What the exercise asks
Check each line of the entries. Copy the ones that contain the string "blue".

Data to examine
****************
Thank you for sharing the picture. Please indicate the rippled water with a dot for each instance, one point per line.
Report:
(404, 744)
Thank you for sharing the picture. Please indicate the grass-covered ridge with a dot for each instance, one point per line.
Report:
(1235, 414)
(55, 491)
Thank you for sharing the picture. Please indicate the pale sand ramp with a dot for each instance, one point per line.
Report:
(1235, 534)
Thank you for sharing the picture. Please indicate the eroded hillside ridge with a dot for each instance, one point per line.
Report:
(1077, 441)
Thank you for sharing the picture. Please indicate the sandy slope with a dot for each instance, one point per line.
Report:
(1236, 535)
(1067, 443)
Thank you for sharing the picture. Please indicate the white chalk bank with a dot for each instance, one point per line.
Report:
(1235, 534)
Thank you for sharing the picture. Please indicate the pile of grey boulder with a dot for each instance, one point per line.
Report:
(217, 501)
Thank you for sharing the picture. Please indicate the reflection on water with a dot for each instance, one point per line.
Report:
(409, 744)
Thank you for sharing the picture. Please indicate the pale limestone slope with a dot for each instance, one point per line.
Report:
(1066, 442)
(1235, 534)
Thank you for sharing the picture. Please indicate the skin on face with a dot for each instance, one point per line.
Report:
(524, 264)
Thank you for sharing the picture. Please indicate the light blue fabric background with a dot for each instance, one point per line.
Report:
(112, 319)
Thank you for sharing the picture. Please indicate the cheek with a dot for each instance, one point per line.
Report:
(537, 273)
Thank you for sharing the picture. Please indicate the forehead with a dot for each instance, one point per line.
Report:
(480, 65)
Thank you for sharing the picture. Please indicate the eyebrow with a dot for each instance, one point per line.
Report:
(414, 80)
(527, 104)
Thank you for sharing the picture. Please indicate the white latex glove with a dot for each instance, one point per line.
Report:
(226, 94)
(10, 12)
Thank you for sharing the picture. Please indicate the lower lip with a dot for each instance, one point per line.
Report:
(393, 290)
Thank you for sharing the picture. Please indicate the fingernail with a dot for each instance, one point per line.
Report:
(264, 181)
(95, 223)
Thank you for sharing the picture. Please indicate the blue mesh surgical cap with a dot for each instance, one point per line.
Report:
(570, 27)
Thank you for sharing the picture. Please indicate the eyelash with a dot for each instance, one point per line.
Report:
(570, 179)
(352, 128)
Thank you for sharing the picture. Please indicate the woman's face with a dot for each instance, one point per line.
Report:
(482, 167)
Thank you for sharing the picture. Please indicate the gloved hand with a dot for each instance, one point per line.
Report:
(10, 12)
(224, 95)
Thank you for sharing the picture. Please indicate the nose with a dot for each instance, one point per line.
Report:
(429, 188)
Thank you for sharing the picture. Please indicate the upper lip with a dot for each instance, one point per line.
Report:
****************
Your response
Thank you for sharing the picture. Please indicate the light blue fabric background with a dot for each instance, one point per line.
Thank you for sharing the picture. Please indicate the blue mesh surgical cap with a dot for each instance, one point per line.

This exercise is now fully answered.